▶ **Job**
The line containing "of the collar" marks the start of the required copy, which runs to the final line of the entries; return those lines exactly, without any pictures.

(Location annotation dataset excerpts)
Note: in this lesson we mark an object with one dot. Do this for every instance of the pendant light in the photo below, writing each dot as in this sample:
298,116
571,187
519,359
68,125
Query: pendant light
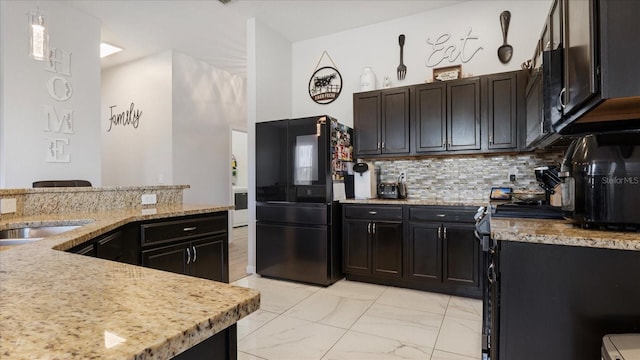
38,36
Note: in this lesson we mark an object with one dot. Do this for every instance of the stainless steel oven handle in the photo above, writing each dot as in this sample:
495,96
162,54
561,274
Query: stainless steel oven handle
491,274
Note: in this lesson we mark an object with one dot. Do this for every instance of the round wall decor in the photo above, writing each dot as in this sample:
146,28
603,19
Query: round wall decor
325,85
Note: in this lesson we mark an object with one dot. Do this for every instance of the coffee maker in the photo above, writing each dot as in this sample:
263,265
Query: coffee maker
601,180
365,181
548,180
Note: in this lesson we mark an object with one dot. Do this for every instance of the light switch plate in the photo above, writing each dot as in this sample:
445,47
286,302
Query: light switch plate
148,199
8,206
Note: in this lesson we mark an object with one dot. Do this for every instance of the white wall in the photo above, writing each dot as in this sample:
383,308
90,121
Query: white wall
188,108
268,98
376,46
138,156
240,149
207,102
24,93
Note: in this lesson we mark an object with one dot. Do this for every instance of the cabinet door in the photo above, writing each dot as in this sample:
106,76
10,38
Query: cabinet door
501,110
461,255
579,61
424,253
172,258
431,118
463,115
356,247
395,121
366,122
209,258
386,249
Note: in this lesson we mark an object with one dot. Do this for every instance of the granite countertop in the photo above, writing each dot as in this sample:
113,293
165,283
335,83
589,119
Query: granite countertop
55,304
561,232
434,202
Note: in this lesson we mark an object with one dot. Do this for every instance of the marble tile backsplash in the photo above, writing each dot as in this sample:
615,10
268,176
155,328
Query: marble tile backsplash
466,177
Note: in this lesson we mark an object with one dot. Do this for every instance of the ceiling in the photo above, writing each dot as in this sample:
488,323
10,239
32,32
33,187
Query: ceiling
216,33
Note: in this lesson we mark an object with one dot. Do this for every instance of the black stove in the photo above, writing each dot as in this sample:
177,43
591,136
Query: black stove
527,210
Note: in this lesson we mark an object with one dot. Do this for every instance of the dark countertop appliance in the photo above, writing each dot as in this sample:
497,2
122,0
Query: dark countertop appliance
395,190
298,224
601,175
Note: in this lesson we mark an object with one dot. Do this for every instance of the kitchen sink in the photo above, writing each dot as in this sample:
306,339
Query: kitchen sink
30,234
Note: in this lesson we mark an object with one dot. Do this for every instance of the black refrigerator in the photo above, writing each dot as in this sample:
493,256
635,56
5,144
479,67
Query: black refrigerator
298,230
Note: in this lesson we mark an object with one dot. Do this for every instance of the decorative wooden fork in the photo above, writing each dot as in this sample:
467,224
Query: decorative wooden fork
402,68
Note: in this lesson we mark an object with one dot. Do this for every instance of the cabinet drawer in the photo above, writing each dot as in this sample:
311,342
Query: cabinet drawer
373,212
166,231
442,213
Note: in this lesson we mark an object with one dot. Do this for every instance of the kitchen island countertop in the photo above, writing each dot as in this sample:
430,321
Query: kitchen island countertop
561,232
55,304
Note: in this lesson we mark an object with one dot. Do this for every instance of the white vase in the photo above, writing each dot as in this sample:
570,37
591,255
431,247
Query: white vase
367,80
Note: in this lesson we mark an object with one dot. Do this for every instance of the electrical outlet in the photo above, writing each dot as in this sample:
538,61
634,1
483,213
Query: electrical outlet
148,199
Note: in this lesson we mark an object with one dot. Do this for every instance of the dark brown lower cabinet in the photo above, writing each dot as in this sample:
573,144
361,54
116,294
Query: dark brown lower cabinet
372,243
221,346
444,258
429,248
204,258
557,302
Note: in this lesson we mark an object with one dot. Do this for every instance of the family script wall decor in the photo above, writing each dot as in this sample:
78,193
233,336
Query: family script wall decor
124,118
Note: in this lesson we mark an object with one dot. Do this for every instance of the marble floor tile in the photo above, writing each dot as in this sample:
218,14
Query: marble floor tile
253,322
465,308
359,346
460,336
405,325
443,355
275,295
329,309
415,299
355,290
287,338
245,356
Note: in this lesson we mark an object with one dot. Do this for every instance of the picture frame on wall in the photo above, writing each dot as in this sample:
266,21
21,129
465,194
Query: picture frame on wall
447,73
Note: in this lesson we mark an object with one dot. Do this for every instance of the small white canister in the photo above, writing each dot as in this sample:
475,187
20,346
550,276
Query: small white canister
367,80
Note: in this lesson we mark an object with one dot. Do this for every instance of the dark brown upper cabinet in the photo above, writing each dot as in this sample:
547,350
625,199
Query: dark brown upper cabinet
381,122
447,116
502,103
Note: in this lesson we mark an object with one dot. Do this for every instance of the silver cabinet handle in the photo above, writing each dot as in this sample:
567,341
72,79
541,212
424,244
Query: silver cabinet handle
560,99
491,274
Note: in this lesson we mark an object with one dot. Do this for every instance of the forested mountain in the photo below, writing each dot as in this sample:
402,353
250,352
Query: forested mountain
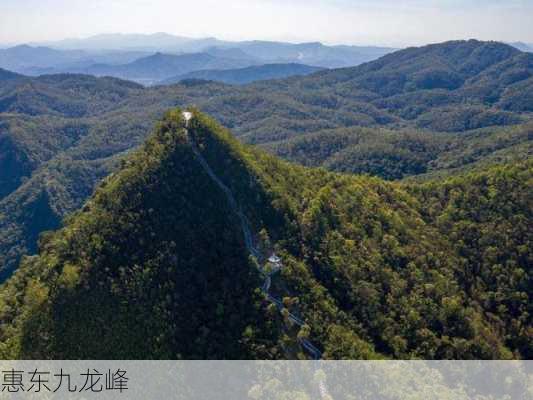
63,133
39,60
8,75
161,66
262,51
241,76
155,263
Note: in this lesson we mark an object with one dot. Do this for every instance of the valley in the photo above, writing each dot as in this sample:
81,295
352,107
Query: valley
397,195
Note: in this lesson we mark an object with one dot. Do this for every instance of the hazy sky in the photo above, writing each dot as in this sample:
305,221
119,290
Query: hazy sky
385,22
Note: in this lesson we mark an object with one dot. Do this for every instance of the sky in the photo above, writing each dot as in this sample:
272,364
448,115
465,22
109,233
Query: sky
366,22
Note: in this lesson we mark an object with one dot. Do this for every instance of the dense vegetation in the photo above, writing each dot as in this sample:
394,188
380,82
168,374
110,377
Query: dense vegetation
377,269
420,112
241,76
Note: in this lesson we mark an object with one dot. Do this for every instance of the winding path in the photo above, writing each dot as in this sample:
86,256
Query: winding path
248,240
311,349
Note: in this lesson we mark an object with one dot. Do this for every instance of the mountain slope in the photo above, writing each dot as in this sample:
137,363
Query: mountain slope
8,75
160,66
193,307
376,269
326,119
246,75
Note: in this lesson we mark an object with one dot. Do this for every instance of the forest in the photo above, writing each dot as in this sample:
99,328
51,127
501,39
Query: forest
414,114
434,269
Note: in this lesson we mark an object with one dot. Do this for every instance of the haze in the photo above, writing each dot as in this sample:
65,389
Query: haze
379,22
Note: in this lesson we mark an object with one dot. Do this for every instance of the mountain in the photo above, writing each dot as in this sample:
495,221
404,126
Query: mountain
523,46
144,42
246,75
8,75
156,264
265,52
63,133
20,57
160,66
32,60
314,53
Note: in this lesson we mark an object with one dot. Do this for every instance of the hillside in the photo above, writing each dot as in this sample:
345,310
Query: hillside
263,52
8,75
158,67
375,269
63,133
241,76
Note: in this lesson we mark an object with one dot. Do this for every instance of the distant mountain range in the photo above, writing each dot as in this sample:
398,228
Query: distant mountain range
312,53
527,47
241,76
158,67
149,59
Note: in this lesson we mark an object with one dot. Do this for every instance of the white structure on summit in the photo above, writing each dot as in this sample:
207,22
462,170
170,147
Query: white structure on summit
274,259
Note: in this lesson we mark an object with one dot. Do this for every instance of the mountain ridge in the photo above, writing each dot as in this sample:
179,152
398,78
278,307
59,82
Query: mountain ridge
246,75
353,248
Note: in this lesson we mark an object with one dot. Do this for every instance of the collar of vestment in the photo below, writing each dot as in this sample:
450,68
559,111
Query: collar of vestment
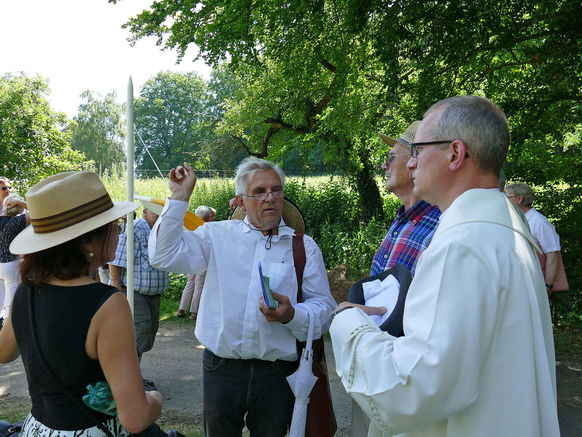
481,205
414,213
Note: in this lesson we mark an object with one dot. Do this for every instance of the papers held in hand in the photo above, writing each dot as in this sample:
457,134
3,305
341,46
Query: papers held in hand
267,296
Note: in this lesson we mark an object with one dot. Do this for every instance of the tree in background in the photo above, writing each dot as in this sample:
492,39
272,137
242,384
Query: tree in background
33,140
334,74
98,130
170,120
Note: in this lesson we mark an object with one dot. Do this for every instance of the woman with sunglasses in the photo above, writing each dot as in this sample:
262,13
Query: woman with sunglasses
71,330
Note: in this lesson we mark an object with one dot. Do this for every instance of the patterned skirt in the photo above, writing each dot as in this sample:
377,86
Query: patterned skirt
33,428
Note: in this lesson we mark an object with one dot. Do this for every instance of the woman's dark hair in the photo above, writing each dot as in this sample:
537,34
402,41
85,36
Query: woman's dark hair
65,261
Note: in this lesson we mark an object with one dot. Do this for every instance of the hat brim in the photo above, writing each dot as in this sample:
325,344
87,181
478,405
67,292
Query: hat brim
30,242
291,215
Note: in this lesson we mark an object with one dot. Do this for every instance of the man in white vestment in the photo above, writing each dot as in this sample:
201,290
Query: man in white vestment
477,355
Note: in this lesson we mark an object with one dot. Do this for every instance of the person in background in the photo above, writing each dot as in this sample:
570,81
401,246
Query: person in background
416,220
5,187
477,356
82,328
12,222
149,282
195,284
544,232
250,348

▶ **Result of this task**
Note: in this lesson we mark an object with one dot. Do this for every instance of the collar of vestment in the photo below, writing each dot as in this sample:
450,68
559,111
Query: collar of vestment
481,205
414,213
Note: in this lesson we mark an object with one dot. Do this for every instance of the papers held in hand in the photo above, writing each dot as in this sample:
457,134
3,305
341,46
Query: papers held in hand
267,296
Note: in this lesson we mark an object with one dot. Do this for every instance of the tree in background in the photo above, writing each dot as in this sample:
492,39
272,137
242,384
Query: tree in background
33,140
334,74
98,130
170,120
Note: in this lesson we mark an object with one dot. Do this for every instance of the woman with sunglasses in the photo above, writing each dot as in this sample:
262,13
Query: woman with sunglasses
71,330
Note: in this lesson we mark an object with one dot. Do this for every instance of the patterned skirt in the photo above, writing each dot as in this sample:
377,86
Query: patterned skirt
33,428
Note: in this lesson we mark an object with one dot. Do this for every instance of the woman's dark hair in the photo above, writing each dot as in this sample:
537,34
402,41
85,36
Query: woman's dark hair
65,261
Note: in this lesson we mark an object with one dot. Do this for every instance of the hat brim in the photo above, writing each dot as in this sample:
325,344
87,181
478,405
67,292
Query: hat brim
30,242
291,215
Note: in this lesson we mark an object with one dot. Do this for every instance of the man in white vestment in the photo above, writing each dot as in this sample:
201,290
Query: man in white vestment
477,355
Note: in this lesson we mark an object with one dot. Do this for every instance of the person in background in the photo above, writing each dot as in this sample:
570,81
401,246
Query: person in background
416,220
5,187
477,356
82,328
12,222
149,282
195,284
544,232
250,348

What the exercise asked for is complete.